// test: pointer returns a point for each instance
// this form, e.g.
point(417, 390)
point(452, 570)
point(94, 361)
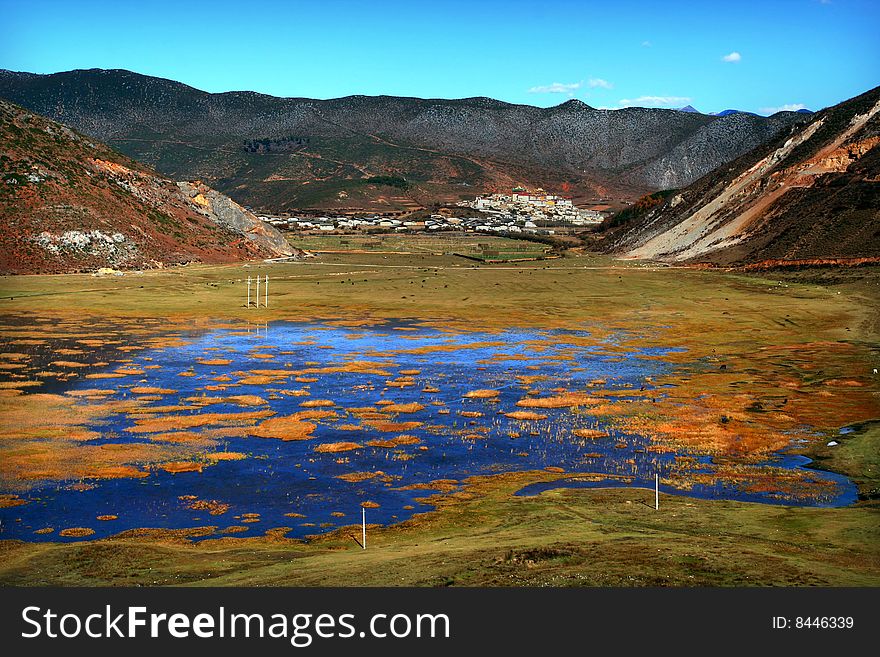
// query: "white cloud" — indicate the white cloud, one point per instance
point(557, 88)
point(789, 107)
point(655, 101)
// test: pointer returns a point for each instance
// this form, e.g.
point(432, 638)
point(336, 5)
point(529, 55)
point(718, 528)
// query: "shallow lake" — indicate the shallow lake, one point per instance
point(400, 411)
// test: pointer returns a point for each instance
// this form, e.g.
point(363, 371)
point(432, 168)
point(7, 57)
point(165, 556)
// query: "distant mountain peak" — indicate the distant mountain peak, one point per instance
point(573, 103)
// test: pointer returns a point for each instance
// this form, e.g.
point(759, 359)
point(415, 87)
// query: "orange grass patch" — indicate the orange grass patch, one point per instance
point(564, 400)
point(589, 433)
point(412, 407)
point(333, 448)
point(8, 500)
point(390, 427)
point(403, 439)
point(76, 532)
point(525, 415)
point(482, 394)
point(313, 403)
point(290, 427)
point(172, 422)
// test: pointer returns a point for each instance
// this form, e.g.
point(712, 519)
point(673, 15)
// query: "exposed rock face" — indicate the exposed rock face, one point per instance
point(225, 212)
point(810, 194)
point(444, 148)
point(70, 204)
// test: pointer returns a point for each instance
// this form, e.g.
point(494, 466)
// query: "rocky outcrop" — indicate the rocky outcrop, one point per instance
point(442, 147)
point(69, 203)
point(810, 194)
point(227, 213)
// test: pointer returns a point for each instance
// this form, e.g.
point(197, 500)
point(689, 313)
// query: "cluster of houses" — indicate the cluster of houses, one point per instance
point(516, 213)
point(537, 206)
point(437, 222)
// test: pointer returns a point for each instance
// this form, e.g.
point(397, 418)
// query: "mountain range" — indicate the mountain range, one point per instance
point(292, 153)
point(811, 193)
point(69, 203)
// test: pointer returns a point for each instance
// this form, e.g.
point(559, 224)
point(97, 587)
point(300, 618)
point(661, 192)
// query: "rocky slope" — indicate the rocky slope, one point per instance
point(325, 150)
point(811, 193)
point(68, 203)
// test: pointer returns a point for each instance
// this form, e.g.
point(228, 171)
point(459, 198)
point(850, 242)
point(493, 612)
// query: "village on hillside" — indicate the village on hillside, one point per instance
point(519, 212)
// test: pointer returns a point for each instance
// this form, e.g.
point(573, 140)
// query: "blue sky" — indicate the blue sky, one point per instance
point(751, 55)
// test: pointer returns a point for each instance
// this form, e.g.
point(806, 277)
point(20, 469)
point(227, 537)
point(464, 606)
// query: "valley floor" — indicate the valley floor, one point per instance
point(810, 338)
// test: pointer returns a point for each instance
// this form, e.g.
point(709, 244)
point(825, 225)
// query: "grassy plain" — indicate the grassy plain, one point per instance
point(808, 341)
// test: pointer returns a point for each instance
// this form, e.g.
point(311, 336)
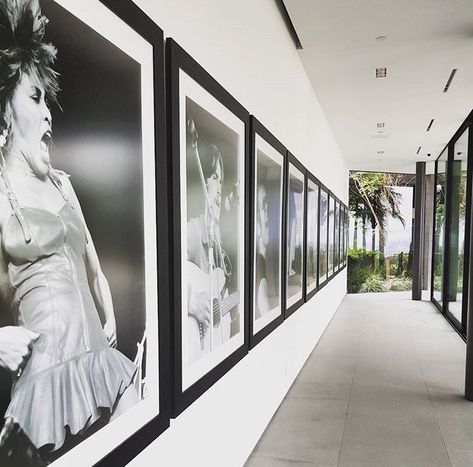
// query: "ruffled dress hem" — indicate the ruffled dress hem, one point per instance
point(69, 395)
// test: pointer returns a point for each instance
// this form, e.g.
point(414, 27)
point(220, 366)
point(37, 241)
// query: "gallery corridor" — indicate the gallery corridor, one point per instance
point(383, 387)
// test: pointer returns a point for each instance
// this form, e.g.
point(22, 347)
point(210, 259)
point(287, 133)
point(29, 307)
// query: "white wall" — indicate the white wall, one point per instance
point(244, 44)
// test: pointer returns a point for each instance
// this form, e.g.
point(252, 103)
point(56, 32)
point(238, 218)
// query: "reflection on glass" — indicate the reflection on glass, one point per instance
point(267, 208)
point(331, 234)
point(457, 226)
point(336, 250)
point(323, 212)
point(312, 213)
point(295, 235)
point(343, 236)
point(439, 234)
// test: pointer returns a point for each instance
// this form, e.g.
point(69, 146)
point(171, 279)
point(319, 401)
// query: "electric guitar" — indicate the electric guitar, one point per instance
point(203, 339)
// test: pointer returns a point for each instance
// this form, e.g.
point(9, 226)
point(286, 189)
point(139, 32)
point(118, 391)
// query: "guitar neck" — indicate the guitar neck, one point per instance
point(227, 304)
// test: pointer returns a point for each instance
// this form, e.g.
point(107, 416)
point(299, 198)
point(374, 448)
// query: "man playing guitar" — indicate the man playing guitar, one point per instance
point(209, 303)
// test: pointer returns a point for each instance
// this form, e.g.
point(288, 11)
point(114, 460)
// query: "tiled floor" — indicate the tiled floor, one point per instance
point(383, 387)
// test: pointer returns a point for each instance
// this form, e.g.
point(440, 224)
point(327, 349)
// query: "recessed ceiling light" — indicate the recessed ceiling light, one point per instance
point(381, 72)
point(450, 79)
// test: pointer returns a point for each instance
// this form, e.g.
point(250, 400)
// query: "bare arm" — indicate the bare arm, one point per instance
point(100, 286)
point(15, 341)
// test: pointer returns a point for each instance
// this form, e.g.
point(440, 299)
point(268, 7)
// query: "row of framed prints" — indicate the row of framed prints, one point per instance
point(209, 233)
point(255, 234)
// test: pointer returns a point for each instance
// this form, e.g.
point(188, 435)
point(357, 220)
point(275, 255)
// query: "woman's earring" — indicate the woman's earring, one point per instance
point(3, 138)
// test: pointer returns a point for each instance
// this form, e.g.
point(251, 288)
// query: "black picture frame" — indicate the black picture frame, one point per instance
point(178, 59)
point(324, 192)
point(257, 128)
point(294, 162)
point(135, 18)
point(310, 178)
point(336, 244)
point(121, 451)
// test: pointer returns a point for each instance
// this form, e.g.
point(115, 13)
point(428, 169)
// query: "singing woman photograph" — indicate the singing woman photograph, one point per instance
point(72, 273)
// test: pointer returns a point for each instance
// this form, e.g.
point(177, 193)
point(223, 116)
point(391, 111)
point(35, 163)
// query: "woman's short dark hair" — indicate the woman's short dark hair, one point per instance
point(23, 51)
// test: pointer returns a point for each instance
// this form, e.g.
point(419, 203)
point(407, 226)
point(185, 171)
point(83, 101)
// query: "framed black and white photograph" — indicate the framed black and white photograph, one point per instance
point(268, 157)
point(312, 237)
point(295, 205)
point(336, 250)
point(331, 235)
point(209, 144)
point(323, 236)
point(80, 245)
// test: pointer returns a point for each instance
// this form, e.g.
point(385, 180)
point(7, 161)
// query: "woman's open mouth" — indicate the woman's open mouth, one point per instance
point(46, 141)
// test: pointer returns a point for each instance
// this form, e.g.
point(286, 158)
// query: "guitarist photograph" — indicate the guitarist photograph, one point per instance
point(212, 198)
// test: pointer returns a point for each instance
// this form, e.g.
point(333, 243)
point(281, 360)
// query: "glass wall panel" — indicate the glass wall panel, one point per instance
point(439, 233)
point(312, 221)
point(323, 213)
point(456, 245)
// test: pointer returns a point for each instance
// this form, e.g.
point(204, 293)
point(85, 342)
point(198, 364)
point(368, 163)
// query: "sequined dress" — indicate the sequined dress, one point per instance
point(72, 373)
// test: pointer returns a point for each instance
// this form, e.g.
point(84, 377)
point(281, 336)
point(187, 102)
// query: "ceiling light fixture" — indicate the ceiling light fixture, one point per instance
point(381, 72)
point(450, 79)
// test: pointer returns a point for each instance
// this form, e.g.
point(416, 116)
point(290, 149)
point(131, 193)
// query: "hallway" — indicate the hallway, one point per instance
point(383, 387)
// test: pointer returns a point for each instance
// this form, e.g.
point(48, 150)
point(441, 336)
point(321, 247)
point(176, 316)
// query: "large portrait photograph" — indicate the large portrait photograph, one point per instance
point(336, 249)
point(209, 156)
point(323, 236)
point(331, 235)
point(79, 302)
point(312, 235)
point(295, 234)
point(267, 238)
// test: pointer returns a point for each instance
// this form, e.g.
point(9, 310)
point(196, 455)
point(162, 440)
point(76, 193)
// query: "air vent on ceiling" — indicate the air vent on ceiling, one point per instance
point(381, 72)
point(450, 79)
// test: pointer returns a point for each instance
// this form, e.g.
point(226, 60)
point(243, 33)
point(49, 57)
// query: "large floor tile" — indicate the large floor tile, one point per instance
point(383, 387)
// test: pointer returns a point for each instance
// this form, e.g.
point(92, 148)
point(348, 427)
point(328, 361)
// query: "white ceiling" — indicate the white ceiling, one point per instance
point(425, 40)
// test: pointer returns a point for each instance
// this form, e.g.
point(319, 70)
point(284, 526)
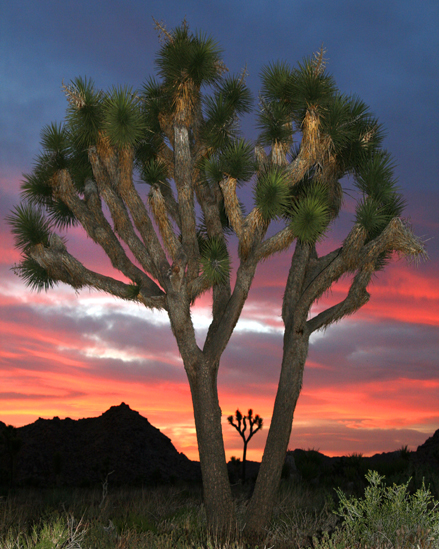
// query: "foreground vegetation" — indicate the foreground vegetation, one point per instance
point(399, 516)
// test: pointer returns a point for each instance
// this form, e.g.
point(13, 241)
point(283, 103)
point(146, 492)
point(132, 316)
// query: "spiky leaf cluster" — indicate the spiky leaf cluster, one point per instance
point(231, 99)
point(35, 277)
point(188, 58)
point(29, 227)
point(311, 87)
point(122, 121)
point(57, 155)
point(236, 160)
point(310, 213)
point(272, 193)
point(381, 200)
point(274, 123)
point(353, 131)
point(215, 260)
point(85, 114)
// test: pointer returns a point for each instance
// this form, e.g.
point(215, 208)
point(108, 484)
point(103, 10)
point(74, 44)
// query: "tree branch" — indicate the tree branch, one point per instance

☆ ☆ ☆ ☆

Gib den Abschnitt, der mit dem Beginn der Auflistung einsetzt und mit der Zeile endet, die "point(400, 411)" enthält, beide Enden eingeschlossen, als nummerierte Liste ohne Leerzeilen wieder. Lass die Bilder in der Antwort weg.

1. // test: pointer returns a point for each instance
2. // this form, e.g.
3. point(417, 390)
4. point(452, 570)
5. point(94, 361)
6. // query: "white cloud" — indicate the white cloud, one point per instance
7. point(557, 88)
8. point(789, 107)
9. point(655, 101)
10. // test: pointer returns a point for each instance
11. // this form, e.g.
12. point(432, 638)
13. point(336, 5)
14. point(529, 55)
15. point(718, 528)
16. // query: "shallow lake" — indicate the shallow lake, one point per instance
17. point(400, 411)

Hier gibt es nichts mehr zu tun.